* **Passage**
------------------------------------------------------------------------

Hong Kong was ranked 14th on  the list of countries with FDI flows to India, contributing $4.2 billion between April 2000 and December 2019, the data from DPIIT shows. India received FDI worth $2.34 billion from China in the same period.

A clutch of custodians got into a huddle last week to discuss whether the new foreign direct investment (FDI) rules should be applied to regions such as Hong Kong and Taiwan.

It was decided that Hong Kong - a special administrative region of China - ought to be brought under the ambit of the new rules despite it not sharing a land border with India, according to the people privy to the discussions.

 

The custodians plan to write to the Reserve Bank of India (RBI) and the Department for Promotion of Industry and Internal Trade (DPIIT) for clarity in the matter.

A few days ago, the finance ministry had notified changes in the FDI rules that made government approval mandatory for foreign investments from countries that share a land border with India.

These countries are China, Bangladesh, Bhutan, Pakistan, Myanmar, Nepal and Afghanistan.

Hong Kong was ranked 14th on  the list of countries with FDI flows to India, contributing $4.2 billion between April 2000 and December 2019, the data from DPIIT shows.

India received FDI worth $2.34 billion from China in the same period.

Market players reckon a significant chunk of Chinese investments in Asian markets is routed through the region - either directly or through vehicles set up in other jurisdictions.

“Chinese funds and companies often route their investments to India through offices located in countries such as Singapore, Hong Kong and Mauritius,” a recent note by Gateway House observed.

For example, Alibaba's investment in Paytm was through Alibaba Singapore Holdings.

“These don't get recorded in India’s government data as Chinese investments.

"Thus, official FDI inflows from China to India do not present the full picture of Chinese investments in India.

"In several cases, the investment in India has not been made in the name of the Chinese entity/investor, and is, therefore, difficult to trace,” said the note.

“The government might take the view that Hong Kong should be covered under the new FDI rules since the region is in China’s direct control,” said a senior industry official, requesting anonymity.

He also pointed out that Hong Kong is a global financial hub and there are many managers sitting in the country overseeing global offshore funds.

The government can track these investors by spelling out what constitutes a  beneficial owner and defining control, he said.

------------------------------------------------------------------------

* **Source material**
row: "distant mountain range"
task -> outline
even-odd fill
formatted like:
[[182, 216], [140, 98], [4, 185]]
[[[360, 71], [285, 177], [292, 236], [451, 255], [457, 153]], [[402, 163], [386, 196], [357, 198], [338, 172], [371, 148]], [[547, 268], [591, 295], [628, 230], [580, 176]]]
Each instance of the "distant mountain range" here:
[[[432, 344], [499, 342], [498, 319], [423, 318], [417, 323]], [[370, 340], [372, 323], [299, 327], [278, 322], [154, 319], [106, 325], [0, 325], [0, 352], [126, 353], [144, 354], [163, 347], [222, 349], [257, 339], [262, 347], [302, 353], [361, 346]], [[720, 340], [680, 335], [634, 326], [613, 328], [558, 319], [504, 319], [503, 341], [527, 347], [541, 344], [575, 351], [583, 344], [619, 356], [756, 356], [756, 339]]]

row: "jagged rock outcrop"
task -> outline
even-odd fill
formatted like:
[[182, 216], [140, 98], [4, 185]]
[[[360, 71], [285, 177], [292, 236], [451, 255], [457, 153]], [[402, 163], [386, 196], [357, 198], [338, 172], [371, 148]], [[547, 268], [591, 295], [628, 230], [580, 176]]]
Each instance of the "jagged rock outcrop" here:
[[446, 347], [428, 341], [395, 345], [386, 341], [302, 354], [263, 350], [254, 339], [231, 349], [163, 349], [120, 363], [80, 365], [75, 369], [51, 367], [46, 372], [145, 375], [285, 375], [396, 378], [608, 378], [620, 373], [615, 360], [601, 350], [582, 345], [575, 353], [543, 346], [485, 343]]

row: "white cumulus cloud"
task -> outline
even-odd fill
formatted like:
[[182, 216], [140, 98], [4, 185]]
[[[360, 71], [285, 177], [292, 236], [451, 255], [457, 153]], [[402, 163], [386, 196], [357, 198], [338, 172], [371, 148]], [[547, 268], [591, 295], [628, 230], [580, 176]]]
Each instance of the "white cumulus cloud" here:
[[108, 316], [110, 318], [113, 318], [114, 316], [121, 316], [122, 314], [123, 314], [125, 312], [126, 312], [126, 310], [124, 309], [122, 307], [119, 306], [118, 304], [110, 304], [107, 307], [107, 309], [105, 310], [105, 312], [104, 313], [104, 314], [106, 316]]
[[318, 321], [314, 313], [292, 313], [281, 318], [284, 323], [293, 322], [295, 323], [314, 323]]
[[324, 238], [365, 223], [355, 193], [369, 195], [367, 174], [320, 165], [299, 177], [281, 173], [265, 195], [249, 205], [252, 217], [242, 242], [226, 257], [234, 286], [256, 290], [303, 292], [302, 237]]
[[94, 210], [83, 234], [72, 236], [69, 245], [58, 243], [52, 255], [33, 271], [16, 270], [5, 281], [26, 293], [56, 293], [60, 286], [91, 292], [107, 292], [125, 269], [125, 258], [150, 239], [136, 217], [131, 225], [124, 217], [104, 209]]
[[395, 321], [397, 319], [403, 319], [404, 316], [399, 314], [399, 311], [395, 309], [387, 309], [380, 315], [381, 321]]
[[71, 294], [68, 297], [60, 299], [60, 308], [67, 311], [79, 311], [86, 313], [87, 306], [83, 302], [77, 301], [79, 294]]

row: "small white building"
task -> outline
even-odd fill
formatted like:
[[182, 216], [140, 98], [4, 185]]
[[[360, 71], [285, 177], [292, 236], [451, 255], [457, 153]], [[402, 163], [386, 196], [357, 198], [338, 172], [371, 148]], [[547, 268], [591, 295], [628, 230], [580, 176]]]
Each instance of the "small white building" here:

------------------------------------------------------------------------

* **Assignment**
Return the portion of the passage on the new FDI rules and Hong Kong that runs from "For example, Alibaba's" up to and including "as Chinese investments.", word for word.

* **Task answer**
For example, Alibaba's investment in Paytm was through Alibaba Singapore Holdings.

“These don't get recorded in India’s government data as Chinese investments.